*SELECTED EXCERPT:*
= = = =

Amendment put and declared lost.

I move amendment No. 197:

In page 95, subsection (1)(b), lines 16 and 17, to delete all words from and including “creditors” in line 16 down to and including “debts” in line 17 and substitute the following:

“creditors representing more than 30 per cent of the value of the secured debts”.

Amendment put and declared lost.

I move amendment No. 198:

In page 95, subsection (1)(c), lines 22 and 23, to delete all words from and including “creditors” in line 22 down to and including “creditors” in line 23 and substitute the following:

“creditors representing more than 30 per cent by value of the creditors”.

Amendment put and declared lost.
Section 105 agreed to.
Section 106 agreed to.
SECTION 107

Amendment No. 199 is out of order.

Amendment No. 199 not moved.

Amendments Nos. 200 and 201 are related and may be discussed together.

I move amendment No. 200:

In page 96, subsection (2), line 44, to delete “within 21 days” and substitute “within 14 days”.

= = = =

*INFORMATION SUPPLIED:*
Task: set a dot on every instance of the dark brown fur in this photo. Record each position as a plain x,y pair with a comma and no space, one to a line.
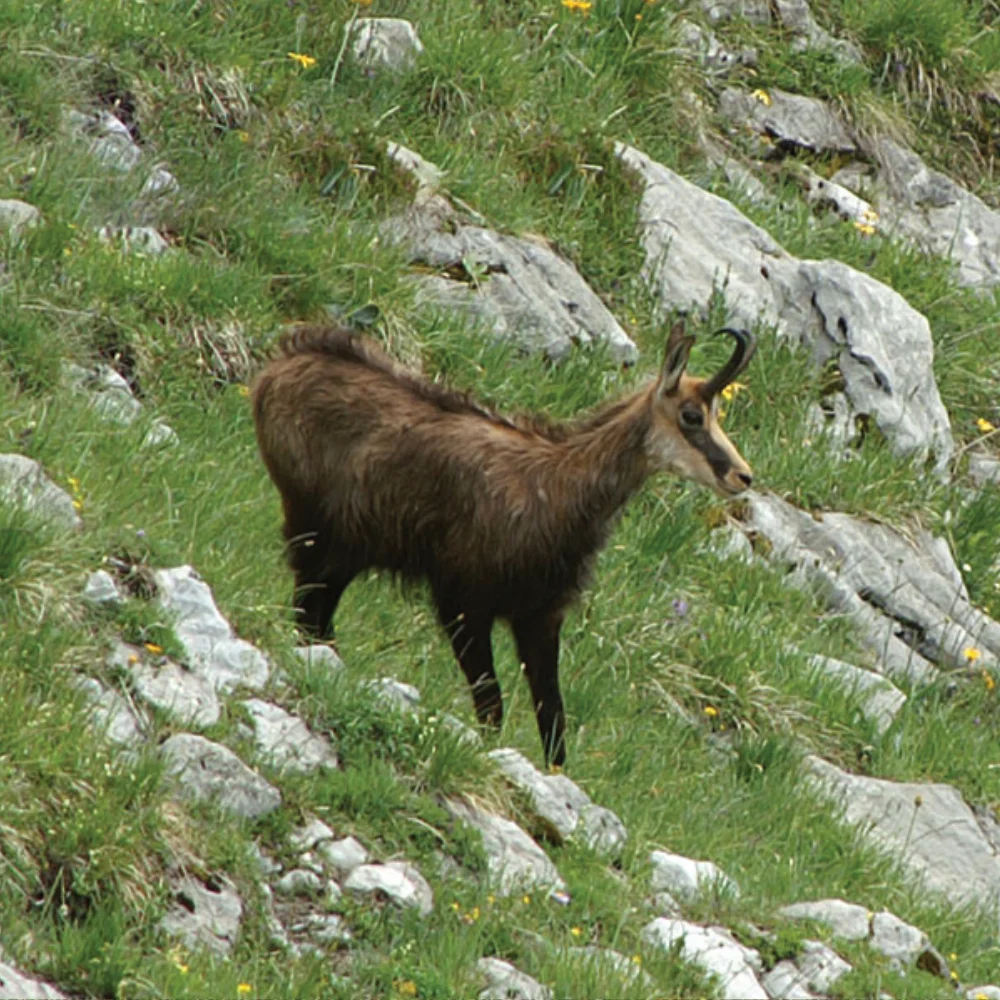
378,467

= = = =

*WHAT IS NEEDED:* Extend the parliamentary debate on the bill's amendments, picking up right after its last line. The material comes from a different source than the text.

*FINAL RESULT:*
This amendment seeks to reduce the 21-day appeal period in section 107(2) to 14 days to ensure consistency with earlier sections in the Bill. Amendment No. 201 is linked to amendment No. 200 and provides for the insertion of additional text in section 107(3) to make clear that the time frame for the lodging of a creditor's objection is within 14 days of the date of the sending of the personal insolvency petitions notice to each creditor under section 107(2). This time frame was not provided for in the Bill as published and is considered necessary for the avoidance of doubt.

Amendment agreed to.

I move amendment No. 201:

In page 97, subsection (3), lines 1 and 2, to delete all words from and including “A creditor” in line 1 down to and including “court” in line 2 and substitute the following:

“A creditor may lodge a notice of objection with the appropriate court within 14 days of the date of the sending by the personal insolvency practitioner of the notice referred to in subsection (2) and”.

Amendment agreed to.

Section 107, as amended, agreed to.
SECTION 108

I move amendment No. 202:

In page 97, subsection (1), lines 6 and 7, to delete all words from and including “On” in line 6 down to and including “section 107” in line 7 and substitute “On approval of a personal insolvency arrangement”.

Amendment put and declared lost.

I move amendment No. 203:

In page 97, subsection (1), lines 8 and 9, to delete “the register maintained by it under section 127” and substitute “the Register of Personal Insolvency Arrangements”.

This is a technical amendment.

Amendment agreed to.
Section 108, as amended, agreed to.
SECTION 109

I move amendment No. 204:

In page 97, lines 20 to 22, to delete subsection (2).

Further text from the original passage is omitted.